═════ DATA FOR THIS TASK

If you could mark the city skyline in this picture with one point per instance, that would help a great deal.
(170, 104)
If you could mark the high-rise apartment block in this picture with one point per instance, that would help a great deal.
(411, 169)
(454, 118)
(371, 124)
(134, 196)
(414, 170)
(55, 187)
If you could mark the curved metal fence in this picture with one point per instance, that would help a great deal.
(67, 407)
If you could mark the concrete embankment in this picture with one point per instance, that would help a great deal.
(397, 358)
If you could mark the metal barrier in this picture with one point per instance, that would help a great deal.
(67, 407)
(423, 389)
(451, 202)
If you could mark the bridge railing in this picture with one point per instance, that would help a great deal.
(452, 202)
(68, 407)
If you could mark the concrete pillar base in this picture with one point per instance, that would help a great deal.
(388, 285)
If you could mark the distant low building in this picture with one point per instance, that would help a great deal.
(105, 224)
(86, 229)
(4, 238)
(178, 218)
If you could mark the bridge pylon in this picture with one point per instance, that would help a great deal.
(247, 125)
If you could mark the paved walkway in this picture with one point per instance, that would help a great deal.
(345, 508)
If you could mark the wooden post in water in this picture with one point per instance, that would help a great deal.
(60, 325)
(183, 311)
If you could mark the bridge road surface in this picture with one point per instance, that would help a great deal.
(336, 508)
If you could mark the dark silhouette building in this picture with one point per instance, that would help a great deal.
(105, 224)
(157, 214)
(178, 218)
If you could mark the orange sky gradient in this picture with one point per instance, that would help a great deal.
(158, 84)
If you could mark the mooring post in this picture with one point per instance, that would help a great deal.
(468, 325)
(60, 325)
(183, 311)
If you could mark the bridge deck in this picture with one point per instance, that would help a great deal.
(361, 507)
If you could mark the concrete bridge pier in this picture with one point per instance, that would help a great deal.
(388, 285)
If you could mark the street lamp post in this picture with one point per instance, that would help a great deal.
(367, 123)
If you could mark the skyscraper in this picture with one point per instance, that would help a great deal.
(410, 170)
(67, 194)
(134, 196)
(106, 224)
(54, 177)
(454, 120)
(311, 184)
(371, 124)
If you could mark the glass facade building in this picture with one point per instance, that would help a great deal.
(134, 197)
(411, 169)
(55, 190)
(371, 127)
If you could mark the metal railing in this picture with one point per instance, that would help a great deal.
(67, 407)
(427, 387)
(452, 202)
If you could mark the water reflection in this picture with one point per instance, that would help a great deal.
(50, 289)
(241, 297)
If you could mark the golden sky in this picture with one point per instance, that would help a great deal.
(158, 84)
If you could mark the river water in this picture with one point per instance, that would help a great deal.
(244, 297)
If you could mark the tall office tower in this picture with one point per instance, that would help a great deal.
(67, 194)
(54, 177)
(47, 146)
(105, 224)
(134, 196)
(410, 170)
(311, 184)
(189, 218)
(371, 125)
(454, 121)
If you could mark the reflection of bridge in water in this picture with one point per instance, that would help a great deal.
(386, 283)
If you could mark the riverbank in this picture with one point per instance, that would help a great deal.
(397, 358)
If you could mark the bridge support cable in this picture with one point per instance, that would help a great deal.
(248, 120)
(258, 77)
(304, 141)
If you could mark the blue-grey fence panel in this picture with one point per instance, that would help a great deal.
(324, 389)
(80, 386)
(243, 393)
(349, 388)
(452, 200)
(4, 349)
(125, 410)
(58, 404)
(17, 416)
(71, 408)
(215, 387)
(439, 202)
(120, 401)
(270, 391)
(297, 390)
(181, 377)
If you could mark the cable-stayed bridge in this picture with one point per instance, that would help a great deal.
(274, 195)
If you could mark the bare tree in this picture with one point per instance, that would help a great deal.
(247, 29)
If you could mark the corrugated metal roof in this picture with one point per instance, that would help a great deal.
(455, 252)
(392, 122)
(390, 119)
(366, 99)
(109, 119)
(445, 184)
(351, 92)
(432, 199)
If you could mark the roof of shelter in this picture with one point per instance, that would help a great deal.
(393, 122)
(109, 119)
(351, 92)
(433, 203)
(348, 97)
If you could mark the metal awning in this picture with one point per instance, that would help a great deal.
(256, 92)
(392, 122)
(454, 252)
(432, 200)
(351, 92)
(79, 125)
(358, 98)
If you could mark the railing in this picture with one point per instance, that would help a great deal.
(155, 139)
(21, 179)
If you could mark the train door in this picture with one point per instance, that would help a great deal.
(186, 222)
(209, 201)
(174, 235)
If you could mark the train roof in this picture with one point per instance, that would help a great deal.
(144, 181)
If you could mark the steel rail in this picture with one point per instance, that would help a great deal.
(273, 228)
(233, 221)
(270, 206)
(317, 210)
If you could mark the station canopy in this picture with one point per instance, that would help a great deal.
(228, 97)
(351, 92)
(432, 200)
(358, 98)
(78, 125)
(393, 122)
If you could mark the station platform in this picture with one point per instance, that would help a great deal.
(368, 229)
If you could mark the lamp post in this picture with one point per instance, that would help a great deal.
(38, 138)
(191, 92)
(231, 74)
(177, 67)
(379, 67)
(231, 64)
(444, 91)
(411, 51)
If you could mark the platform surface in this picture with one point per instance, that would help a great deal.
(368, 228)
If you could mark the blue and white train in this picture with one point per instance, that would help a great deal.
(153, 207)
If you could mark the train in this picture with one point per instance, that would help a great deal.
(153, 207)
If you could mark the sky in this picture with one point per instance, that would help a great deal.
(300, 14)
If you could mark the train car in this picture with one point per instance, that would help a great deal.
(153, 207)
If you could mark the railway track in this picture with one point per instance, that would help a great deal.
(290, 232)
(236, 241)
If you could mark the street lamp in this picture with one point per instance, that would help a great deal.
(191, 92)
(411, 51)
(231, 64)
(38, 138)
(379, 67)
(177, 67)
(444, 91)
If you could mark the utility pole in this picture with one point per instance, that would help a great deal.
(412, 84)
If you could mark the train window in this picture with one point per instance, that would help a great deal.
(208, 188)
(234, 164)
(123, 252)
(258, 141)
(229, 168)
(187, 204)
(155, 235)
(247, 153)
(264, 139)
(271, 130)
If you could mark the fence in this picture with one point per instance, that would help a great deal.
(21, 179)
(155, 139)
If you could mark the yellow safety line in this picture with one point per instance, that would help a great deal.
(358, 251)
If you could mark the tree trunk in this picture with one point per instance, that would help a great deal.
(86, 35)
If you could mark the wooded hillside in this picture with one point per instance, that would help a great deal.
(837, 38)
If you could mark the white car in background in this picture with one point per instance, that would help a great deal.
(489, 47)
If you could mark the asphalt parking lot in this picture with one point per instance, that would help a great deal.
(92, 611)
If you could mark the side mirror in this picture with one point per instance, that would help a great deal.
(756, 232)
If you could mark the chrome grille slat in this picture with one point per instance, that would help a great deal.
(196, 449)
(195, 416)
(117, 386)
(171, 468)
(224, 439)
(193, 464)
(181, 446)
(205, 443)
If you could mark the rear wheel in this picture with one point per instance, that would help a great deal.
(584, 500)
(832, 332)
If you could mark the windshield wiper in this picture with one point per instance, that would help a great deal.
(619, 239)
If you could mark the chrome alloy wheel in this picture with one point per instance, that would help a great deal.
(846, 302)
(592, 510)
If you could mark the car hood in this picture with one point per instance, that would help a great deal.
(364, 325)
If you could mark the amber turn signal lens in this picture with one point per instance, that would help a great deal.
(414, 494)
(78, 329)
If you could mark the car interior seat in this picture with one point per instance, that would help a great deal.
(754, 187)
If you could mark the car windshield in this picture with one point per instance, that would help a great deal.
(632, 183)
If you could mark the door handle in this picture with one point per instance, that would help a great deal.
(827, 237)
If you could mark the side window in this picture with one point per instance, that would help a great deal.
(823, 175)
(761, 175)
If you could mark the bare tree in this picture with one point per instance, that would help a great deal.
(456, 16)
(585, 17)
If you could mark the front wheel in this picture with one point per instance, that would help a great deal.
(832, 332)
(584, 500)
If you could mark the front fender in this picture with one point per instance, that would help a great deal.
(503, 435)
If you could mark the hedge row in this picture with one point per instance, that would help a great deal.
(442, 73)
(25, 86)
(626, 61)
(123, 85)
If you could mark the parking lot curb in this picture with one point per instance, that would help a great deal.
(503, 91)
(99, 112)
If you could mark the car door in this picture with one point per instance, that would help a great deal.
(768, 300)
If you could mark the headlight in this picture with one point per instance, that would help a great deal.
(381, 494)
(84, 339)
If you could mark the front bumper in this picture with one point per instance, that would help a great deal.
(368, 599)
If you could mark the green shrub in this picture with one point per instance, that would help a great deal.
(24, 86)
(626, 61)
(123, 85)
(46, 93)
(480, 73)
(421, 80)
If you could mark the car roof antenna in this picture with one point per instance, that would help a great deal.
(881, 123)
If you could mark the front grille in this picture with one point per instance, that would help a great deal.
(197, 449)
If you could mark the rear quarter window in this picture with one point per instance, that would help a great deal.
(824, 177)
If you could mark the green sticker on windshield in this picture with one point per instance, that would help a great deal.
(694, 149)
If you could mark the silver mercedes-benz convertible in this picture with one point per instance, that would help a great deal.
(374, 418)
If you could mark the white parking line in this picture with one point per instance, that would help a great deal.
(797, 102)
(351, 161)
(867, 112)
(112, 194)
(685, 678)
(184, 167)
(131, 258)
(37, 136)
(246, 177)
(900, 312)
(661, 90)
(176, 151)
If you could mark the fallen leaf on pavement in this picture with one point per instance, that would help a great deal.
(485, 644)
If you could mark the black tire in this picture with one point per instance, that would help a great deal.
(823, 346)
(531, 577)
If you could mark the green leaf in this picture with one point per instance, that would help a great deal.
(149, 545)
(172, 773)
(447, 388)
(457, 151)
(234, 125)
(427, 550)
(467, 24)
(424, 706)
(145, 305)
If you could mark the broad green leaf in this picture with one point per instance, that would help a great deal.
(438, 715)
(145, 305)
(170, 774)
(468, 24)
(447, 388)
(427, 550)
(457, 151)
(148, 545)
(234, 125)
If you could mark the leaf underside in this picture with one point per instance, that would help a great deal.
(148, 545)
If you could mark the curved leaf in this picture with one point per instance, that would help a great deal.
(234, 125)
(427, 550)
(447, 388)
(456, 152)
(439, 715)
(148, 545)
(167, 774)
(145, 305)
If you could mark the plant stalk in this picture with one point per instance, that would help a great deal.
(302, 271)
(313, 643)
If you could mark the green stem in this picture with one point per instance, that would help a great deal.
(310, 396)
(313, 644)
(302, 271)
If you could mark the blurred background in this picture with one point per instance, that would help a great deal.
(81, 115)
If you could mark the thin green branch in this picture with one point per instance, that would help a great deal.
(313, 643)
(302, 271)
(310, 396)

══════════

= AIM =
Only the lines from the one containing "If you could mark the plant" through the end of the material should be reproduced, exactly, with both ends included.

= THE RESPONSE =
If you could mark the plant stalk in this picture with one point per instance, that would help a great deal.
(302, 271)
(313, 643)
If you could mark the green stem in this picture with one point per instance, that would help a great deal.
(310, 396)
(313, 644)
(302, 271)
If you could mark the blurred background in this picture with one point per instance, that would help a great deal.
(81, 115)
If you could mark the thin green branch in this picture with one point per instance, that would help a great deal.
(313, 643)
(302, 271)
(310, 396)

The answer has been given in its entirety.